* [Exercise description]:
When you reach the line containing "Can you spot the tire", begin copying exactly, and keep going through the last line of the records below, copying nothing before it.

(Entries taken from a collection)
####
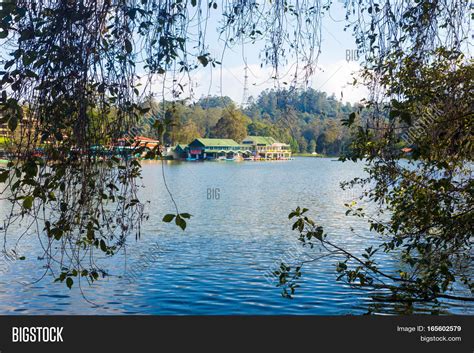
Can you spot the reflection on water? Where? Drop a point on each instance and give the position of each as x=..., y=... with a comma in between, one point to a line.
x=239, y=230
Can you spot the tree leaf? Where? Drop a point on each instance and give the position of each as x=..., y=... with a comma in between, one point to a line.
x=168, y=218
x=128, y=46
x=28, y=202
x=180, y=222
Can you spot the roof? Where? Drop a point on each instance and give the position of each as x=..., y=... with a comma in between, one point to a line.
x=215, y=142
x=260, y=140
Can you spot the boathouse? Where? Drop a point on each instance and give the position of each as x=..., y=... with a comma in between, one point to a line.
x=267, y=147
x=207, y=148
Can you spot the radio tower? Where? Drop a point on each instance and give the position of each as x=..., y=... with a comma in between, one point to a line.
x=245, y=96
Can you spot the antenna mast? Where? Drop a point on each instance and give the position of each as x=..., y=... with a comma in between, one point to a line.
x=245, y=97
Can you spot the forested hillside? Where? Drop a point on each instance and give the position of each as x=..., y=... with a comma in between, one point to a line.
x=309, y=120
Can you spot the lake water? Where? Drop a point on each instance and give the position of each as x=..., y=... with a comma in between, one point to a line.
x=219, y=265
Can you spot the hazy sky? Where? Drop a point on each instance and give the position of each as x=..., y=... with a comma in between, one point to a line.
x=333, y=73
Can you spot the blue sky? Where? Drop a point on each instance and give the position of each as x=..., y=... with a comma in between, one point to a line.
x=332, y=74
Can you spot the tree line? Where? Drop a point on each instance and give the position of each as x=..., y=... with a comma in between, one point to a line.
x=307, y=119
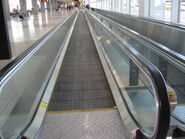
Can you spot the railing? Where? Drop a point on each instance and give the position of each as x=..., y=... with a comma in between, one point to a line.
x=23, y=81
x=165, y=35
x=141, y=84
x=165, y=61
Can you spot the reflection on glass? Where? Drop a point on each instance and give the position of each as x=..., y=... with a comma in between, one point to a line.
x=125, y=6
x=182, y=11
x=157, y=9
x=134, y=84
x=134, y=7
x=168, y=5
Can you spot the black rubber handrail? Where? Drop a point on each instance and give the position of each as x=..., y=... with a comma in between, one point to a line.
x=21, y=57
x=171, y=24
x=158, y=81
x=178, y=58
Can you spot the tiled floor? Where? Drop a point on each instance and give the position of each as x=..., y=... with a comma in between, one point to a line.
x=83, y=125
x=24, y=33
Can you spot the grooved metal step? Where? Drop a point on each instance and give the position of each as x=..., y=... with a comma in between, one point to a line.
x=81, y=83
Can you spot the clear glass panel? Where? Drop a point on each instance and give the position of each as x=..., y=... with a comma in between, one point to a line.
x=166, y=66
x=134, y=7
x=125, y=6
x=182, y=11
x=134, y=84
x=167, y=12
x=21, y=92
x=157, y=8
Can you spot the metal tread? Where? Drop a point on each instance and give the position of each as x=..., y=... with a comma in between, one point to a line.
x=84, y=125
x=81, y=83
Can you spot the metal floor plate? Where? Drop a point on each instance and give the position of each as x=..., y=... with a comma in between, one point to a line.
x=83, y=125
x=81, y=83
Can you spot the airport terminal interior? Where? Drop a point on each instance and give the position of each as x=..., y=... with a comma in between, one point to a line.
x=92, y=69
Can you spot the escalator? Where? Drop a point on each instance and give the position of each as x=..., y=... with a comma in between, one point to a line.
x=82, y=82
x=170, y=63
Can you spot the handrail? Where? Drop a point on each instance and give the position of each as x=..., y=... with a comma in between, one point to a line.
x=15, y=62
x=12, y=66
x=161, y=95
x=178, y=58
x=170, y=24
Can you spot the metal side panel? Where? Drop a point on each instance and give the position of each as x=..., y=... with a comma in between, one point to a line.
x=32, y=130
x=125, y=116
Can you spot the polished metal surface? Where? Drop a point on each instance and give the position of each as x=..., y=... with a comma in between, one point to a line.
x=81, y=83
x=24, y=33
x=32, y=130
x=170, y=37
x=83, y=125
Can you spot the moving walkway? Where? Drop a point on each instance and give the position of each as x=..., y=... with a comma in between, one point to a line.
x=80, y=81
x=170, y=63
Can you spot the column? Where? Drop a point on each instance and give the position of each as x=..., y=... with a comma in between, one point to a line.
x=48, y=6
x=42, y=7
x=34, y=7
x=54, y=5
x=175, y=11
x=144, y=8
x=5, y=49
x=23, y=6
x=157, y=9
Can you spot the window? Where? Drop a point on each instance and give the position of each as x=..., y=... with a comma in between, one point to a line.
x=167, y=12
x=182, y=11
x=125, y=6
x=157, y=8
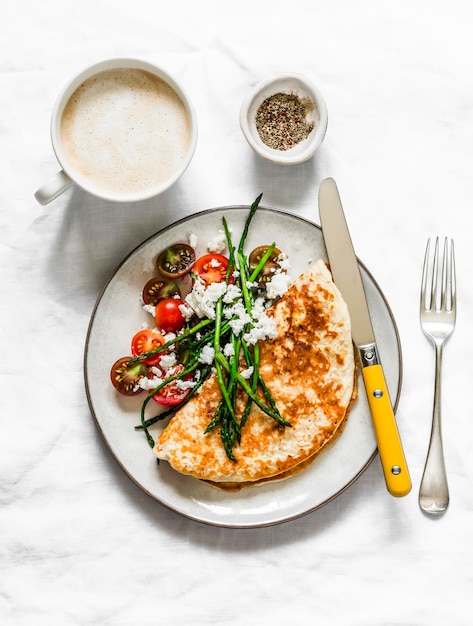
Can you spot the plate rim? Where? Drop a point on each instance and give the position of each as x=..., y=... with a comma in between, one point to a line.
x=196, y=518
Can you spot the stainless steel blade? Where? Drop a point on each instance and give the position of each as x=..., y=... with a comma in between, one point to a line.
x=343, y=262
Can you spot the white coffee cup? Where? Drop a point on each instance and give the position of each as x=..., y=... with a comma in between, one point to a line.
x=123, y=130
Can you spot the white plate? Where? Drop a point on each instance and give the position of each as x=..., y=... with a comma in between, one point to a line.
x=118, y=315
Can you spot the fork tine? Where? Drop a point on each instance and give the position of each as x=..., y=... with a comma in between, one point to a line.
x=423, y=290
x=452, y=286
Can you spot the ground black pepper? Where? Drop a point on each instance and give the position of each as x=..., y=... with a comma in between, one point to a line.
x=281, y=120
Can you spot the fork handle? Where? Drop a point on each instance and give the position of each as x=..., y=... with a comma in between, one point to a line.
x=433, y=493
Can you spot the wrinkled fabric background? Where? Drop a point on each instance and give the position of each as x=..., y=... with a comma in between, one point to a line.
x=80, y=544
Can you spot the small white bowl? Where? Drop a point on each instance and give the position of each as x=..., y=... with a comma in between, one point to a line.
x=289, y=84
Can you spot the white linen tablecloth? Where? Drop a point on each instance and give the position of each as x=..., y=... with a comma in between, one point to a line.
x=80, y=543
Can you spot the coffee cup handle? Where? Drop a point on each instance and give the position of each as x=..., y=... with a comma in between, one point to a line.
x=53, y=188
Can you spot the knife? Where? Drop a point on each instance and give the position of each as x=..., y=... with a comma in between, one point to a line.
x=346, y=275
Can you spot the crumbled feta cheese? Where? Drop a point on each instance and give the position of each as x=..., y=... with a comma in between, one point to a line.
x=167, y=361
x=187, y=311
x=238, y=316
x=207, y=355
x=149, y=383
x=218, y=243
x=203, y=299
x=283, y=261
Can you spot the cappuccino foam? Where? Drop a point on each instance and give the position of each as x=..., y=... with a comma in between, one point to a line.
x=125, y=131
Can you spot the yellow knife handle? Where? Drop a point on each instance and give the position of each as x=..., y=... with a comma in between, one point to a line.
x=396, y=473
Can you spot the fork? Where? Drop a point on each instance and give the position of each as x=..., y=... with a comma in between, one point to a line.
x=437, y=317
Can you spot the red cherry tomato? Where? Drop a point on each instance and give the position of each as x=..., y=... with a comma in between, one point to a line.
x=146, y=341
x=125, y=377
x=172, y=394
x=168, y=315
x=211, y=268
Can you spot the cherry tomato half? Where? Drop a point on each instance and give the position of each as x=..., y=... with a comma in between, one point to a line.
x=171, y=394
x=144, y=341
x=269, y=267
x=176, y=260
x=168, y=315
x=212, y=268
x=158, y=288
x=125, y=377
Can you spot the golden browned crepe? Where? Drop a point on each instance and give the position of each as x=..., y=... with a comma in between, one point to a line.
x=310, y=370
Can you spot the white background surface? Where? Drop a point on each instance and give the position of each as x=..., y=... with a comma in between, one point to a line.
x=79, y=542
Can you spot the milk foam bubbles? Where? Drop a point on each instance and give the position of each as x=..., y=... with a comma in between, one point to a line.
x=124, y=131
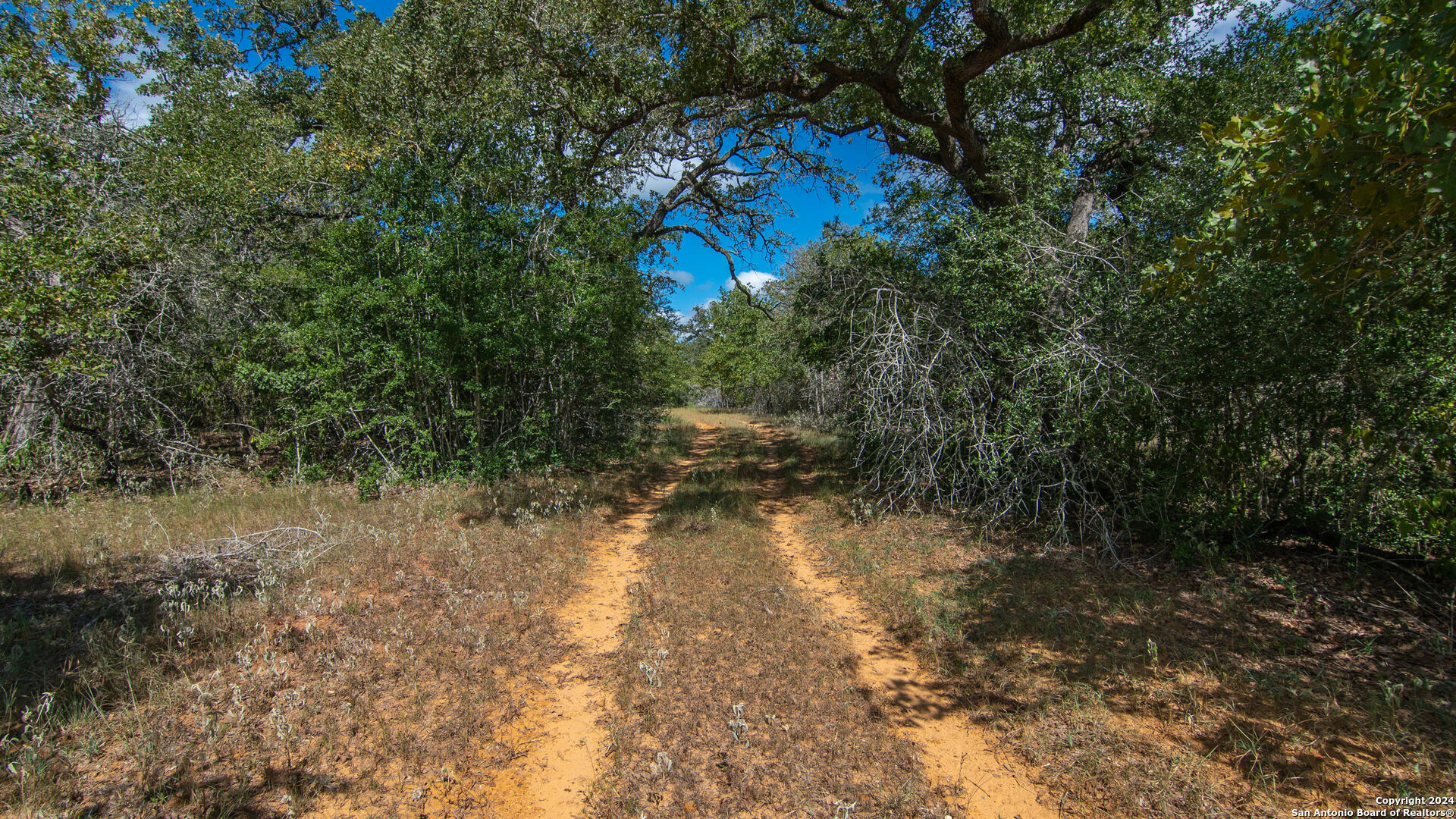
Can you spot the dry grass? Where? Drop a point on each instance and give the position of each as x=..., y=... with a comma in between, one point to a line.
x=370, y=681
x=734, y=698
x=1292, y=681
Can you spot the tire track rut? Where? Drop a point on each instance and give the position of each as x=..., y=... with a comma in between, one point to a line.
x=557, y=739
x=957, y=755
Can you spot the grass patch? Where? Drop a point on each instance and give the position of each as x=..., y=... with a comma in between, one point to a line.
####
* [Answer to this task]:
Can you spot the tire track rut? Where? Drop a point on each instance and give the position of each as x=..., y=... with a comma in between, one point to a line.
x=557, y=739
x=957, y=755
Can you spot the grass patch? Where? Drop a point on each instance and give the position of each as x=..., y=... with a comma in between, one point to a line.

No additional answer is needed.